== EXERCISE REQUIREMENTS ==
Render each line of the rows below as a JSON list of strings, one string per line, with blank lines left out.

== STORED RECORDS ==
--- begin ---
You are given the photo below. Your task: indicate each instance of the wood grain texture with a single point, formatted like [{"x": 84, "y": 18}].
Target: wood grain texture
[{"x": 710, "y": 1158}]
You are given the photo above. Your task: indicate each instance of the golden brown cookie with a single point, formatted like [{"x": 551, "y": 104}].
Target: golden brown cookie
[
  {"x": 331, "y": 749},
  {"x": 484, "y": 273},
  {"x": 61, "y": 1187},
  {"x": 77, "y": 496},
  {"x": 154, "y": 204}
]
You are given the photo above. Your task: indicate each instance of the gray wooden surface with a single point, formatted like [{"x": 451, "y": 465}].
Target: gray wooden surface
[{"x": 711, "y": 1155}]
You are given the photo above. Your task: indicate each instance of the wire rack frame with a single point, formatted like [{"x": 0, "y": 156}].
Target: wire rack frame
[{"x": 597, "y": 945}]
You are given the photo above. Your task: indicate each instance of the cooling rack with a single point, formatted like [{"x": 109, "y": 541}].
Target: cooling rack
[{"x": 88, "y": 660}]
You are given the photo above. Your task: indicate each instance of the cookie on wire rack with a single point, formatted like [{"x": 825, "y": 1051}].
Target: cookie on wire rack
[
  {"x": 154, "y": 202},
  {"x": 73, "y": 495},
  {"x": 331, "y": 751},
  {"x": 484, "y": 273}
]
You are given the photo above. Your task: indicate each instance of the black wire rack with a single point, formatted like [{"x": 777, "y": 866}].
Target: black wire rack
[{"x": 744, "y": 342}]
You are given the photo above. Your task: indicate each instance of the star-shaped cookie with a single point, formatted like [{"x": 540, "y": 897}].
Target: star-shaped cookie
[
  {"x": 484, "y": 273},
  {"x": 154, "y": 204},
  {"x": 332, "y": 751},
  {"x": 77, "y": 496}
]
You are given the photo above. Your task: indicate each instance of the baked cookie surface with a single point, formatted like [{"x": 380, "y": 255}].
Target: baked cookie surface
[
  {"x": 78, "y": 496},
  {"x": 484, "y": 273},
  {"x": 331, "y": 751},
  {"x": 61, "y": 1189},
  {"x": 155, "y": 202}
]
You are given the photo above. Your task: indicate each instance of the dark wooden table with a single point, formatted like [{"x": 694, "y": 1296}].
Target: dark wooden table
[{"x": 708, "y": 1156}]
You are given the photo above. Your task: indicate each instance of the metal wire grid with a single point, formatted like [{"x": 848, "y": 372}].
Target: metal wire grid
--- end ---
== COMPLETED TASK ==
[
  "You are given the photo below. Your task: indicate each instance of the wood grain texture with a single point, formatted like [{\"x\": 84, \"y\": 18}].",
  "Target: wood grain texture",
  "[{\"x\": 710, \"y\": 1158}]",
  "You are given the photo above. Your task: indicate each instance of the golden brown cookie with a single point, formatted like [{\"x\": 551, \"y\": 104}].",
  "Target: golden brown cookie",
  "[",
  "  {\"x\": 331, \"y\": 749},",
  "  {\"x\": 484, \"y\": 273},",
  "  {\"x\": 61, \"y\": 1187},",
  "  {\"x\": 77, \"y\": 496},",
  "  {\"x\": 154, \"y\": 204}",
  "]",
  "You are given the photo above. Your task: indicate each instance of the gray wooden surface with a single point, formatted like [{\"x\": 451, \"y\": 465}].",
  "Target: gray wooden surface",
  "[{\"x\": 711, \"y\": 1155}]",
  "You are given the photo above. Your task: indicate each instance of the wire rack frame with a single point, formatted like [{\"x\": 0, \"y\": 156}].",
  "Target: wire rack frame",
  "[{\"x\": 597, \"y\": 945}]",
  "You are given the photo above. Your task: indicate each instance of the cooling rack with a single point, formatted like [{\"x\": 109, \"y\": 541}].",
  "Target: cooling rack",
  "[{\"x\": 88, \"y\": 660}]",
  "You are given the photo above. Your task: indicate each instance of the cookie on wire rack with a single point, formatted like [{\"x\": 825, \"y\": 1051}].",
  "Target: cookie on wire rack",
  "[",
  "  {\"x\": 154, \"y\": 202},",
  "  {\"x\": 73, \"y\": 495},",
  "  {\"x\": 331, \"y\": 751},",
  "  {\"x\": 484, \"y\": 273}",
  "]",
  "You are given the photo above. Your task: indicate each instance of the black wire rack with a single point, formatted like [{\"x\": 777, \"y\": 866}].",
  "Target: black wire rack",
  "[{\"x\": 744, \"y\": 342}]",
  "You are given the photo above. Your task: indicate each instance of the star-shaped cookie with a single point, formatted like [{\"x\": 540, \"y\": 897}].",
  "Target: star-shaped cookie",
  "[",
  "  {\"x\": 484, \"y\": 273},",
  "  {\"x\": 154, \"y\": 204},",
  "  {\"x\": 332, \"y\": 751},",
  "  {\"x\": 77, \"y\": 496}",
  "]",
  "You are given the photo above. Your task: indicate each instance of the baked cookie surface with a single point, formatted like [{\"x\": 380, \"y\": 255}].",
  "Target: baked cookie surface",
  "[",
  "  {\"x\": 78, \"y\": 496},",
  "  {\"x\": 484, \"y\": 273},",
  "  {\"x\": 331, \"y\": 751},",
  "  {\"x\": 61, \"y\": 1189},",
  "  {\"x\": 155, \"y\": 202}",
  "]",
  "You are given the photo above. Your task: indicate each instance of the dark wooden table with a single point, formatted like [{\"x\": 694, \"y\": 1296}].",
  "Target: dark wooden table",
  "[{\"x\": 708, \"y\": 1156}]",
  "You are given the photo above. Your task: indicate each instance of the metal wire grid with a single point, formatted like [{\"x\": 848, \"y\": 372}].",
  "Target: metal wire grid"
]